§ **Consignes de travail**
• a. Extrayez du texte sur les menaces d'Obama envers la Syrie le passage commençant par « Le gouvernement syrien » et se terminant par « des agresseurs étrangers. ».
• b. Dans le texte sur les menaces d'Obama envers la Syrie, comment s'appelle le ministre jordanien des Affaires étrangères ?

§ **Texte**

··········

Les menaces proférées lundi par Barack Obama à l’encontre de Bachar al-Assad et du gouvernement syrien à propos de l’utilisation éventuelle par Damas de gaz sarin dans sa lutte contre les rebelles nous renvoient irrésistiblement au précédent irakien, Bush Jr et Colin Powell ayant en leur temps inquiété la galerie occidentale avec des canons géants et autres armes de destruction massive.

Obama s’est même fait menaçant envers Bachar en des termes qui rappellent que le président américain, pour être noir et démocrate, n’en est pas moins un cow-boy. Sa secrétaire d’État, Hillary Clinton, infatigable belliciste et insoupçonnable sioniste, en a remis une couche sur le même sujet.

Obama nous refait le coup de l’Irak

Un cow-boy et un désinformateur : toute cette nouvelle offensive médiatique reposerait sur de mystérieux renseignement parvenus à Washington et selon lesquels, selon la formulation technique de l’AFP, « Damas serait en train de mélanger les composants nécessaires à la militarisation du gaz sarin » , utilisé dans le conflit irako-iranien des années 80. Qui sont les informateurs de la Maison-Blanche ? Des opposants basés à Doha au Qatar, peut-être ?

Le ministre jordanien des Affaires étrangères, Nasser Judeh, qui se trouvait justement en visite chez le protecteur – ou donneur d’ordres – américain, a rebondi avec servilité sur la déclaration du président américain, estimant que l’usage par Damas d’armes chimiques « changerait la donne » et justifierait une intervention internationale.

Le gouvernement syrien n’a pu que répéter que ce qu’il avait précédemment déclaré sur le même sujet, à savoir qu’il n’utiliserait jamais de telles armes contre son peuple, les réservant à des agresseurs étrangers.

··········

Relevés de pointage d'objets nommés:
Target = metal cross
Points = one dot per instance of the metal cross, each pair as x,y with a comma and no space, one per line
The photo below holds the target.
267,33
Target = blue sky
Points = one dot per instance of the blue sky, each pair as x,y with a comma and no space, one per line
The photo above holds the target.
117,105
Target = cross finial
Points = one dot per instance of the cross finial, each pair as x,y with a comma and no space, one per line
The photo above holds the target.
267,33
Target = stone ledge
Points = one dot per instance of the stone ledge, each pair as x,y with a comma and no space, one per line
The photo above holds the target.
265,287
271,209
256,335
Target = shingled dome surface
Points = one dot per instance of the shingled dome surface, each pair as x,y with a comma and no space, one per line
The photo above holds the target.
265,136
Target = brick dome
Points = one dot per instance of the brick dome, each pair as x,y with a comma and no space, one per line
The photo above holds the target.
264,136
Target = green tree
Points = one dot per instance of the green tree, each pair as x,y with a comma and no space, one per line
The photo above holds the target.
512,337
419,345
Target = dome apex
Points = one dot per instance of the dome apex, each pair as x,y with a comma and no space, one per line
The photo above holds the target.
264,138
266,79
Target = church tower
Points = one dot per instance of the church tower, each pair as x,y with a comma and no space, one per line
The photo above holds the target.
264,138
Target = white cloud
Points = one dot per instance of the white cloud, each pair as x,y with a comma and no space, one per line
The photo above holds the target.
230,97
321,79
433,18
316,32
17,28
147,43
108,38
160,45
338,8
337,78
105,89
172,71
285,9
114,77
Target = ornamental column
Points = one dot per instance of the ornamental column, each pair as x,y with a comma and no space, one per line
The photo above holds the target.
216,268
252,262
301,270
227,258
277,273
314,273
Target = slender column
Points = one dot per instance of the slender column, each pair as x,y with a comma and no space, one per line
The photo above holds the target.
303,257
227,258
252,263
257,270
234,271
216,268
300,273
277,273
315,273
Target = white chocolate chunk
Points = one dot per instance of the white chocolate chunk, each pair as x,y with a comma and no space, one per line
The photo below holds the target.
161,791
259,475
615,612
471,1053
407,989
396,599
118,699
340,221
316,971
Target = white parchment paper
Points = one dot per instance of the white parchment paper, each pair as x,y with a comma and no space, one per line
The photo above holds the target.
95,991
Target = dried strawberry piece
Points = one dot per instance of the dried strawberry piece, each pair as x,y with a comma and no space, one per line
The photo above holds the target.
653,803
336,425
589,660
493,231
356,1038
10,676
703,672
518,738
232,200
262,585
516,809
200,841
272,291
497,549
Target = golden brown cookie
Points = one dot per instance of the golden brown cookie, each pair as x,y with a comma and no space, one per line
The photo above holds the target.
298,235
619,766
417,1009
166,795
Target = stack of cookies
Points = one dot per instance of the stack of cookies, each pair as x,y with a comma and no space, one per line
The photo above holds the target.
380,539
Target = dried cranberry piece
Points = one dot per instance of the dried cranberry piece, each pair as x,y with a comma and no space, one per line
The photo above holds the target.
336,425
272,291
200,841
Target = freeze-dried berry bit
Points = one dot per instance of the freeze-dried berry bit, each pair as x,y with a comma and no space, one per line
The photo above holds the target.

··········

§ **Résultats de l'exercice**
• a.
Le gouvernement syrien n’a pu que répéter que ce qu’il avait précédemment déclaré sur le même sujet, à savoir qu’il n’utiliserait jamais de telles armes contre son peuple, les réservant à des agresseurs étrangers.

• b. Nasser Judeh.